Rewrite the passage of the springtime duck text starting at "Today was in" and ending at "keep them warm.", changing "hose" to "spigot".

Top of Page excerpt

Also, my rabbits have both had their litters – they were born yesterday and last night. I have not counted them yet so I don’t know how many each had.  So we have lots of babies on our farm at the moment.

Springtime with ducks

Yesterday we finally got the ducks outside. Phew. My house now smells a lot better.  They really like their new home.  There is an old dog kennel that my Dad built many years ago, and last year my husband was converting it to a clubhouse for my son.  It was still in transition, and we needed somewhere to put the ducks, so my son said he doesn’t mind if we use it for them temporarily.  We want to set up something more permanent, with a fenced yard/run, and a kiddie pool for them.

Also, our snow is melting!!  We have had temperatures in the 70s today and yesterday.  And I’m seeing signs of spring. It was waiting patiently for the snow to melt.  Take a look at our spring time yard and ducks:

my silly family and the duck house
The duck house, along with my son on the roof and my husband on the right, both doing silly poses. We were working on reinforcing the house last night (to keep out hungry raccoons, etc).
ducks in the house
The ducks in their new digs.  They have a heat lamp to keep them warm at night, and a bunch of pine shavings for bedding.
duck bed
Inside the duck house, on the other side from where the ducks sleep -this is the food and water area. We are trying to keep their water away from their bedding, as much as we can.

While we were working on reinforcing the duck house, I realized I saw some green over near the woods.  And other surprises as well:

daffodils
The Green I saw in the woods was little daffodil leaves.
croci
Because I saw the daffodil leaves, I came over to check on our usually-first-to-flower flowers, and I found what I was looking for – these crocuses were all bloomed.

Today was in the 70s and my son was very anxious to get his pool filled up.  Like the ducks, he is also obsessed with water. The water was too cold for him to swim – it takes a few days to warm up when it comes out of our hose. But he realized after filling it awhile that it was situated on a hill anyway – it wouldn’t have been very evenly filled.  So he said we could let the duck use it today, before dumping it out to move it to a more level spot.  They were very happy about that.

duck pool
Ducks in the half-filled pool.
duck in pool
My son watching the ducks.
ducks in sun
They were having so much fun.  It was nice and sunny also. I don’t think they care if the water is cold, but the sun helped to keep them warm.
happy ducks
More ducks.
baldy
They are mostly feathered now, with the yellow fuzz almost gone. One funny thing I noticed – you can see it in the middle duck on the bottom of this picture – some of them look like little balding men. They have a flat white head (feathers) and a little sticking up ring of fuzz, like the fuzz is balding.  It’s pretty funny.

The ducks had a blast in the pool, and then we had to force them out so we could put them away for the night.  We got them out and they sat in the grass, preening.  We had carried them over to the pool. But after their swim, they were soaked. We wanted to see if we could get them to walk back to their house, which is about 40-60 feet away, across the front yard and our driveway.   We tried luring them with food, which didn’t work. We tried calling them, but they didn’t want to follow us.  I finally realized that I could get them to move (in a group) if I walked behind them, kind of shuffling them in the direction I wanted them to go. They got the hang of it after a bit, and got half way or so across the yard.  It was a long walk for them, compared to what they are used to, but it worked pretty well. It was a little slow going.  Then we realized that if they were to walk across the driveway they would get really muddy. So we carried them across the driveway back to their house.

Bottom of Page excerpt
Top of Raw data

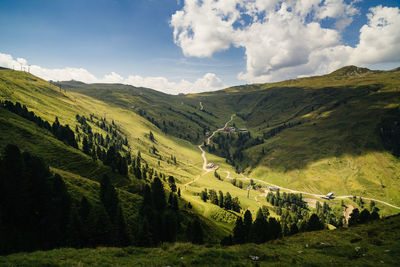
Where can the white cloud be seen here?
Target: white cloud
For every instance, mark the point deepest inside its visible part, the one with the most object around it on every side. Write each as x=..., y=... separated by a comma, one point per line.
x=209, y=82
x=286, y=39
x=380, y=38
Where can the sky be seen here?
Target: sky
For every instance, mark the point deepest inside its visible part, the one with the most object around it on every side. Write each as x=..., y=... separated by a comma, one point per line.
x=190, y=46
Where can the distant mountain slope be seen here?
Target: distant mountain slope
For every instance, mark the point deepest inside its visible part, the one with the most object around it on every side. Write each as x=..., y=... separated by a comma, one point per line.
x=335, y=132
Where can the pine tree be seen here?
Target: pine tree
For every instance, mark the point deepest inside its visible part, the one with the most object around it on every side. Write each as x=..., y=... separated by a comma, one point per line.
x=85, y=146
x=314, y=223
x=195, y=232
x=247, y=223
x=354, y=217
x=158, y=194
x=172, y=184
x=221, y=199
x=259, y=228
x=151, y=136
x=239, y=232
x=228, y=201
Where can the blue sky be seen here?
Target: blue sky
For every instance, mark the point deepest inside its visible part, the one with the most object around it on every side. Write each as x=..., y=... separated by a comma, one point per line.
x=135, y=38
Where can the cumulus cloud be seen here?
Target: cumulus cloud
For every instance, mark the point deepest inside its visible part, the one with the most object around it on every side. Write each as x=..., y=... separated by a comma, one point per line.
x=286, y=39
x=209, y=82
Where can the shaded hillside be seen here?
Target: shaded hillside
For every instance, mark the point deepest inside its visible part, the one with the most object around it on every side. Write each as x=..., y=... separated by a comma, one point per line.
x=174, y=115
x=372, y=244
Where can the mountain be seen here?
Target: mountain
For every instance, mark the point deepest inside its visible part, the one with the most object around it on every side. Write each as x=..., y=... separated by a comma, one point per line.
x=302, y=138
x=372, y=244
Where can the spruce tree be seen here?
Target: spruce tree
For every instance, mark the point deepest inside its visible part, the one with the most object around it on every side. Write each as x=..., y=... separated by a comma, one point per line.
x=158, y=194
x=239, y=232
x=247, y=223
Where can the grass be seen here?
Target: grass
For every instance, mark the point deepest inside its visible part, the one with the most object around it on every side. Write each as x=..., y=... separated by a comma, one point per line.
x=336, y=148
x=371, y=244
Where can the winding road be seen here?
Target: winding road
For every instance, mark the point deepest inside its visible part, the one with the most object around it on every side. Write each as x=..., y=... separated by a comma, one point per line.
x=228, y=176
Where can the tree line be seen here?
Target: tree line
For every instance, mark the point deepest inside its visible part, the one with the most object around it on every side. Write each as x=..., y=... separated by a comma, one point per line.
x=231, y=147
x=61, y=132
x=223, y=201
x=38, y=213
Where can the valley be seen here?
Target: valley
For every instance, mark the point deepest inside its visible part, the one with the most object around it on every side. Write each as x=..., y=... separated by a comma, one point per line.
x=294, y=139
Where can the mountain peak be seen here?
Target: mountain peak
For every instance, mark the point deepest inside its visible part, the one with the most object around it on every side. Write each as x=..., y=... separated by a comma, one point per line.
x=350, y=71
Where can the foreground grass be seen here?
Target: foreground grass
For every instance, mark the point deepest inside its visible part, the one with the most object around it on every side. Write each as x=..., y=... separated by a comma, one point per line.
x=376, y=243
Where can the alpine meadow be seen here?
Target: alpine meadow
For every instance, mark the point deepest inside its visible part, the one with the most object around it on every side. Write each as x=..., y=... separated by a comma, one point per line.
x=173, y=164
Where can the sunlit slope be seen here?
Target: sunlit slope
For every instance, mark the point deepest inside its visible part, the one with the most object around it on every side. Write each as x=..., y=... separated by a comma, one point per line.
x=330, y=131
x=371, y=244
x=175, y=115
x=49, y=101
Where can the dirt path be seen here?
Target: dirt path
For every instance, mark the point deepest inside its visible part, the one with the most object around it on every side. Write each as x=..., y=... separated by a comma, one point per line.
x=347, y=210
x=373, y=199
x=203, y=155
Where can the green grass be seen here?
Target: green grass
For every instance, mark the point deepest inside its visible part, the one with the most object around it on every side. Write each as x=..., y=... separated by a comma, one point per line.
x=337, y=148
x=371, y=244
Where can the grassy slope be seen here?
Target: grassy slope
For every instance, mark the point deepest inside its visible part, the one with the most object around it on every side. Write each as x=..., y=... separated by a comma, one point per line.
x=337, y=148
x=371, y=244
x=48, y=102
x=313, y=158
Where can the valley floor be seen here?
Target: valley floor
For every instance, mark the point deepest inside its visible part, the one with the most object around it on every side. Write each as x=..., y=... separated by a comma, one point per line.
x=373, y=244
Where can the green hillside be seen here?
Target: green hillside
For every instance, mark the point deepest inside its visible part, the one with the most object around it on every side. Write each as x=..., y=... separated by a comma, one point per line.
x=320, y=133
x=334, y=133
x=367, y=245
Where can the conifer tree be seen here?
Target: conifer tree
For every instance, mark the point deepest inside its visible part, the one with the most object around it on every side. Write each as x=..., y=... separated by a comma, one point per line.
x=247, y=223
x=239, y=232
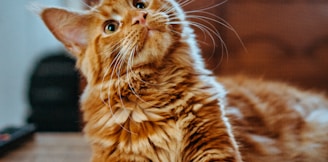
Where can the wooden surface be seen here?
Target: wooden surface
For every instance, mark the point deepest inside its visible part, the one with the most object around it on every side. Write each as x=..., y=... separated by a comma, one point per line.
x=51, y=147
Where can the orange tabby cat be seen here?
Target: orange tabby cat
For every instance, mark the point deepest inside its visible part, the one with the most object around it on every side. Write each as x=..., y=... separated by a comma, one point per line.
x=149, y=97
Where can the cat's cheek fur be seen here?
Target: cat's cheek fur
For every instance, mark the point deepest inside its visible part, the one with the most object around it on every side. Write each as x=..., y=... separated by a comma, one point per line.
x=154, y=49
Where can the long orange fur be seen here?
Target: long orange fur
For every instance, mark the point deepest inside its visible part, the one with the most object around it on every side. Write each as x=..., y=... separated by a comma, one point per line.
x=150, y=98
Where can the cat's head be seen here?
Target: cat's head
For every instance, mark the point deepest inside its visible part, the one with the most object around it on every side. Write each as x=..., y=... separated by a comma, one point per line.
x=117, y=35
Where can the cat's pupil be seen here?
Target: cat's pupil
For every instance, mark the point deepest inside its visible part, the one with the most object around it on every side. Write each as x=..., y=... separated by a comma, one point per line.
x=111, y=27
x=140, y=5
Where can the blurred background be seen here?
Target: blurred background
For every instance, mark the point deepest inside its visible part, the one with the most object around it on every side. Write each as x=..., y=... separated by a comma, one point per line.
x=285, y=40
x=24, y=41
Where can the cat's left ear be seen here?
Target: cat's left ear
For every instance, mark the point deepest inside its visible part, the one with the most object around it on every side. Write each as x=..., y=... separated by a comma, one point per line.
x=68, y=27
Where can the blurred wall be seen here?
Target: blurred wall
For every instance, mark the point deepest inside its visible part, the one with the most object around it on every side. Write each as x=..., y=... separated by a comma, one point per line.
x=23, y=40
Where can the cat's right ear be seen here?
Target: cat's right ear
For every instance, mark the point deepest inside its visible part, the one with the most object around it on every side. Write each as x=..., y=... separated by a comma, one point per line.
x=68, y=27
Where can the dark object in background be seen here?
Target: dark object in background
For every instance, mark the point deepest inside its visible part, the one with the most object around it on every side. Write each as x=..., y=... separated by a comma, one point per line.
x=53, y=94
x=13, y=137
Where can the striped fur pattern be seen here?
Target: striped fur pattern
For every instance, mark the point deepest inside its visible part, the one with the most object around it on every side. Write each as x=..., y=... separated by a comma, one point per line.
x=150, y=98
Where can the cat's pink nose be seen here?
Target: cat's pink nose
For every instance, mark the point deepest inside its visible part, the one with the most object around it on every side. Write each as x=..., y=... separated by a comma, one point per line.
x=140, y=18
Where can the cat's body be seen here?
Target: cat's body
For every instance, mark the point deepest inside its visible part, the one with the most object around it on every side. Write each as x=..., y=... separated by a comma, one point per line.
x=150, y=98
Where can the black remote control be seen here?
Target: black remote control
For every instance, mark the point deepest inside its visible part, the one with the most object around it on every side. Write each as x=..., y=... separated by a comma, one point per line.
x=12, y=137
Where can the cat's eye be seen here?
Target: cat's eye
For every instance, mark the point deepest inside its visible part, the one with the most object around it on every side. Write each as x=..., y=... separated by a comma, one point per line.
x=111, y=26
x=139, y=4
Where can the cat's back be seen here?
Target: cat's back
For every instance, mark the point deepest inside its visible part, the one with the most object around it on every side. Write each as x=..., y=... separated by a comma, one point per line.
x=276, y=122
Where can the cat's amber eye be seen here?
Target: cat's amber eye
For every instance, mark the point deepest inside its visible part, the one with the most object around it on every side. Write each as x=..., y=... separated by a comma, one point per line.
x=139, y=4
x=111, y=26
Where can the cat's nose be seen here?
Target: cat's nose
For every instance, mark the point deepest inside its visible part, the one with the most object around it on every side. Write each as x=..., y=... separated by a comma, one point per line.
x=140, y=18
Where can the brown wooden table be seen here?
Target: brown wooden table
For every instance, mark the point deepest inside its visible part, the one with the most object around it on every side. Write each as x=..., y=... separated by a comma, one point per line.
x=51, y=147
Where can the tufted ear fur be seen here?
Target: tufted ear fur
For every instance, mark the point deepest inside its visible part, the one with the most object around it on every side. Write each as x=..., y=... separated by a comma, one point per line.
x=68, y=27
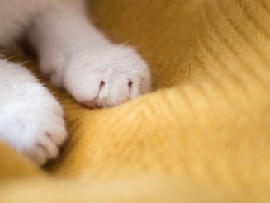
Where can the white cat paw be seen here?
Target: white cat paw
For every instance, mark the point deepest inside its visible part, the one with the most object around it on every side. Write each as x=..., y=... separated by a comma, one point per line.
x=107, y=77
x=34, y=126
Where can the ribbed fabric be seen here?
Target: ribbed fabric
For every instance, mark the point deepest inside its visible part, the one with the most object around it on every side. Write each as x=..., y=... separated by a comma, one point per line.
x=203, y=135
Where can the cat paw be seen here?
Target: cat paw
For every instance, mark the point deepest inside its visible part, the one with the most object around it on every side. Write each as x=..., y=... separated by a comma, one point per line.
x=107, y=77
x=34, y=126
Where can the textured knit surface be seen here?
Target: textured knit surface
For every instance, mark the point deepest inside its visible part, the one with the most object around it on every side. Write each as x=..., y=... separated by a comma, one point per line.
x=203, y=135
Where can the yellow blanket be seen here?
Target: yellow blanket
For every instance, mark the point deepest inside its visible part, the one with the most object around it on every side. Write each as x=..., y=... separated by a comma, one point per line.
x=203, y=135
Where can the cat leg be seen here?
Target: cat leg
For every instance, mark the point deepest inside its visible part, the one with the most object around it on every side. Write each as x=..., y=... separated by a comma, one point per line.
x=31, y=120
x=77, y=56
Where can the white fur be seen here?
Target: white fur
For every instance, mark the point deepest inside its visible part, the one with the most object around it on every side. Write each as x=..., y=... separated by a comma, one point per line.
x=73, y=54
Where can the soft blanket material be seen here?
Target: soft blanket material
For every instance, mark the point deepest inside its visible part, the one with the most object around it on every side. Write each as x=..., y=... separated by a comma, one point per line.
x=203, y=135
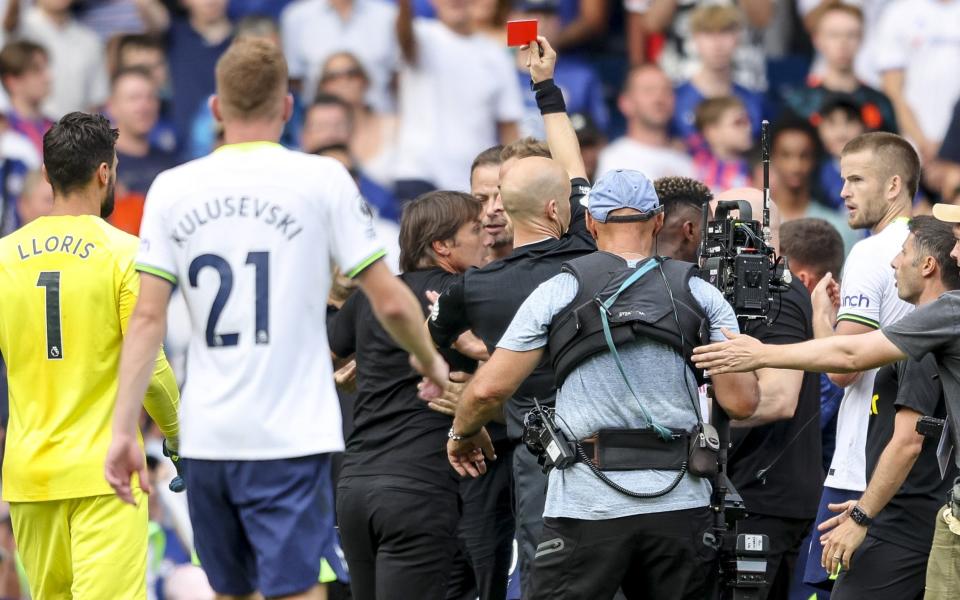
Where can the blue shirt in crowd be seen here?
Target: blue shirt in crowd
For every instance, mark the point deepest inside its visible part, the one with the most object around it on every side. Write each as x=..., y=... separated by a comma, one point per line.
x=689, y=98
x=192, y=63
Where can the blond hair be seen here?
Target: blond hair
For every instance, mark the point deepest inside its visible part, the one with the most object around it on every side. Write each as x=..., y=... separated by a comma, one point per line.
x=251, y=80
x=525, y=148
x=715, y=17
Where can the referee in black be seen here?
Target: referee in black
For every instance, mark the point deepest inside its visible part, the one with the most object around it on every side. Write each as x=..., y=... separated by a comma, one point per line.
x=486, y=299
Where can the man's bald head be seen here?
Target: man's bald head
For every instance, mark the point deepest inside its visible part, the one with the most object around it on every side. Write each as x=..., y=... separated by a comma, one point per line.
x=528, y=188
x=755, y=198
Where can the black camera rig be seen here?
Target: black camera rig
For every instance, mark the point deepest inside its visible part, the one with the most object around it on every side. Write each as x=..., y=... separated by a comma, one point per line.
x=737, y=258
x=736, y=255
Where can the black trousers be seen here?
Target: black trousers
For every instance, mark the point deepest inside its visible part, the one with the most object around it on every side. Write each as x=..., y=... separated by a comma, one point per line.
x=660, y=555
x=882, y=570
x=530, y=495
x=482, y=564
x=785, y=536
x=398, y=535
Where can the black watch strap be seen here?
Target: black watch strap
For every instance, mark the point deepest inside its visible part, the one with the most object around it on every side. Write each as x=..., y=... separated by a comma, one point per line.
x=860, y=517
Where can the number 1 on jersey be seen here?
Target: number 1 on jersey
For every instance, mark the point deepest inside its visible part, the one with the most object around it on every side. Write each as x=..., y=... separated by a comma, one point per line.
x=50, y=281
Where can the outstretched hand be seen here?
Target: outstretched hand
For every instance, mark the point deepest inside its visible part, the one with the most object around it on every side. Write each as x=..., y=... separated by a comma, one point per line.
x=124, y=458
x=738, y=355
x=437, y=375
x=447, y=403
x=842, y=537
x=467, y=455
x=541, y=59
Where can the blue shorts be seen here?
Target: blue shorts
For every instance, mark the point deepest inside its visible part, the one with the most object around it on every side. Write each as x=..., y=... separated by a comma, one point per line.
x=261, y=525
x=814, y=574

Bottom of Raw data

▸ Response
Today was in the 70s and my son was very anxious to get his pool filled up.  Like the ducks, he is also obsessed with water. The water was too cold for him to swim – it takes a few days to warm up when it comes out of our spigot. But he realized after filling it awhile that it was situated on a hill anyway – it wouldn’t have been very evenly filled.  So he said we could let the duck use it today, before dumping it out to move it to a more level spot.  They were very happy about that.

duck pool
Ducks in the half-filled pool.
duck in pool
My son watching the ducks.
ducks in sun
They were having so much fun.  It was nice and sunny also. I don’t think they care if the water is cold, but the sun helped to keep them warm.